### WRITTEN PROBLEM
Format every line of the entries below as a Markdown table with the columns "Row" and "Entry line", numbering the rows in order and skipping blank lines. Omit the pictures from the table.

######

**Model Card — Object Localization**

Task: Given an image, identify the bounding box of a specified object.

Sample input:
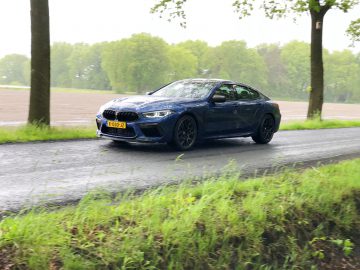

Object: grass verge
[0,159,360,269]
[0,125,96,143]
[280,119,360,130]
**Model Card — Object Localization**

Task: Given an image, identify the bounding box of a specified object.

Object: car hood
[107,95,198,111]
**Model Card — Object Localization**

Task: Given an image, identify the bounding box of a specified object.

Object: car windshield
[152,81,217,98]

######

### OUTPUT
| Row | Entry line |
|---|---|
| 1 | **Model Card — Object Localization** |
| 2 | Task: Given an image, identify the bounding box of a specified object. |
| 3 | Sample input: |
| 4 | Object: grass verge |
| 5 | [0,159,360,269] |
| 6 | [0,125,96,143] |
| 7 | [280,119,360,130] |
| 8 | **Model Card — Object Localization** |
| 9 | Task: Given an image, identify the bounding box of a specified object. |
| 10 | Object: car hood |
| 11 | [107,95,198,111] |
| 12 | **Model Card — Object Localization** |
| 13 | Task: Given an image, identify the bounding box of a specified object. |
| 14 | Object: car windshield |
| 15 | [152,81,217,98] |